TASK OBJECTIVE
Each record should be reproduced exactly.

─── DATA PROVIDED

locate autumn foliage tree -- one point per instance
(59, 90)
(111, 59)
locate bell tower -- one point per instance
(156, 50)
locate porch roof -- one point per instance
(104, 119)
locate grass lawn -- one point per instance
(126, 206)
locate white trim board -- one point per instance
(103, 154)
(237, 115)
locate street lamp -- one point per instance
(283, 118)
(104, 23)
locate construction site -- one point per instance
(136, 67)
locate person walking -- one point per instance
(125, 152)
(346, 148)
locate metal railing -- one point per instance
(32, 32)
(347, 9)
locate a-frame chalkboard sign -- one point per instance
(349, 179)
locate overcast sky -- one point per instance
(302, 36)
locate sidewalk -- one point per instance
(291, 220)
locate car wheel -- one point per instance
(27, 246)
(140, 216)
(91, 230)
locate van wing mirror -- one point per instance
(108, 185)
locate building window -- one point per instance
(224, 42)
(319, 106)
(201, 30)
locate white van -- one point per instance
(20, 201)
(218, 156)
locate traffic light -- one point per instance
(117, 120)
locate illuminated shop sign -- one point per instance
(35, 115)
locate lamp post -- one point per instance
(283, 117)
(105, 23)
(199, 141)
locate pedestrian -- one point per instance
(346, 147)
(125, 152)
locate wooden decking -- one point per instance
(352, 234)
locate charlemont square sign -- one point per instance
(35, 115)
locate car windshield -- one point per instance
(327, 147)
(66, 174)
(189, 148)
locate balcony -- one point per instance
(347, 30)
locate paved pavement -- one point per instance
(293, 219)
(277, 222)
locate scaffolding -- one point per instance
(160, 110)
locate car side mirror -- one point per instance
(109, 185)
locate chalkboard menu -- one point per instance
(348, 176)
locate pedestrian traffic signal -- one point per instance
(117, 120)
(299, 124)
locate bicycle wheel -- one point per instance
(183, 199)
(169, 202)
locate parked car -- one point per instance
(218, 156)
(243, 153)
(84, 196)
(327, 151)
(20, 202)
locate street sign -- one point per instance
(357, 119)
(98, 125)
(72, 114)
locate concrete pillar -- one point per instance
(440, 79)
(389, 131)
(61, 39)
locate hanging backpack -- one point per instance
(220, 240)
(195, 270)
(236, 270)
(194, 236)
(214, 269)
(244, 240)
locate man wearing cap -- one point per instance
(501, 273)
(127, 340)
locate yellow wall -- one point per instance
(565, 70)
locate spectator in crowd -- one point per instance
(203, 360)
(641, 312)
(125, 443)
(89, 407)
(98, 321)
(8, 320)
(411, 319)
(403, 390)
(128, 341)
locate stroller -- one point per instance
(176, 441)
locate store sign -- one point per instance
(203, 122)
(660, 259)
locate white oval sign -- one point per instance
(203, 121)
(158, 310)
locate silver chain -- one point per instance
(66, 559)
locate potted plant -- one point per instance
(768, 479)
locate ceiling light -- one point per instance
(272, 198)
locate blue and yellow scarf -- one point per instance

──────

RESULT OF THIS EXERCISE
locate autumn foliage tree -- one point per instance
(59, 90)
(111, 59)
locate bell tower -- one point per instance
(156, 50)
locate porch roof -- one point per instance
(104, 119)
locate grass lawn -- one point per instance
(126, 206)
locate white trim board -- one point per instance
(103, 154)
(237, 115)
locate street lamp -- one point per instance
(283, 118)
(104, 23)
locate construction site -- one point per instance
(136, 67)
locate person walking -- one point per instance
(125, 152)
(346, 148)
locate metal railing -- one point per instance
(32, 32)
(347, 9)
locate a-frame chalkboard sign -- one point per instance
(349, 179)
locate overcast sky -- one point per instance
(302, 36)
locate sidewalk -- one point per instance
(291, 220)
locate car wheel -- one point per instance
(27, 246)
(140, 216)
(91, 230)
locate van wing mirror -- one point per instance
(108, 185)
locate building window -- one point per instance
(224, 42)
(319, 106)
(201, 30)
locate white van -- one point per instance
(20, 201)
(218, 156)
locate traffic light -- one point per instance
(117, 120)
locate illuminated shop sign -- one point per instance
(35, 115)
locate lamp post -- one point per instance
(283, 117)
(105, 23)
(199, 141)
locate pedestrian -- one point per instance
(346, 147)
(125, 152)
locate wooden decking -- one point per instance
(352, 234)
locate charlemont square sign -- one point per instance
(35, 115)
locate car windshield -- one point per instance
(327, 147)
(66, 174)
(189, 148)
locate balcony -- one point per instance
(347, 30)
locate paved pavement -- one point per instance
(293, 219)
(277, 222)
locate scaffolding -- one point per instance
(160, 110)
locate car side mirror -- one point per instance
(109, 185)
locate chalkboard menu -- one point per instance
(348, 176)
locate pedestrian traffic signal -- one point per instance
(117, 120)
(299, 124)
locate bicycle wheel -- one point per instance
(183, 199)
(169, 202)
locate parked car -- one point per instance
(218, 156)
(243, 153)
(84, 196)
(327, 151)
(20, 202)
locate street sign -- one point per instance
(357, 119)
(98, 125)
(72, 114)
locate concrete pillar -- one point per instance
(440, 79)
(389, 131)
(61, 39)
locate hanging backpack -- one point per instance
(220, 240)
(195, 270)
(236, 270)
(194, 236)
(214, 269)
(244, 240)
locate man wearing cap -- one point per instance
(501, 273)
(127, 340)
locate yellow wall -- one point per instance
(565, 70)
locate spectator in crowd -- one point per instance
(203, 360)
(641, 312)
(125, 443)
(89, 407)
(98, 321)
(8, 320)
(411, 319)
(403, 390)
(128, 341)
locate stroller -- one point per instance
(176, 441)
locate store sign -- one point per instance
(203, 122)
(660, 259)
locate white oval sign -- one point per instance
(203, 121)
(158, 310)
locate silver chain -- one point per instance
(66, 559)
locate potted plant -- one point per instance
(768, 479)
locate ceiling light -- one point per instance
(272, 198)
locate blue and yellow scarf -- one point per instance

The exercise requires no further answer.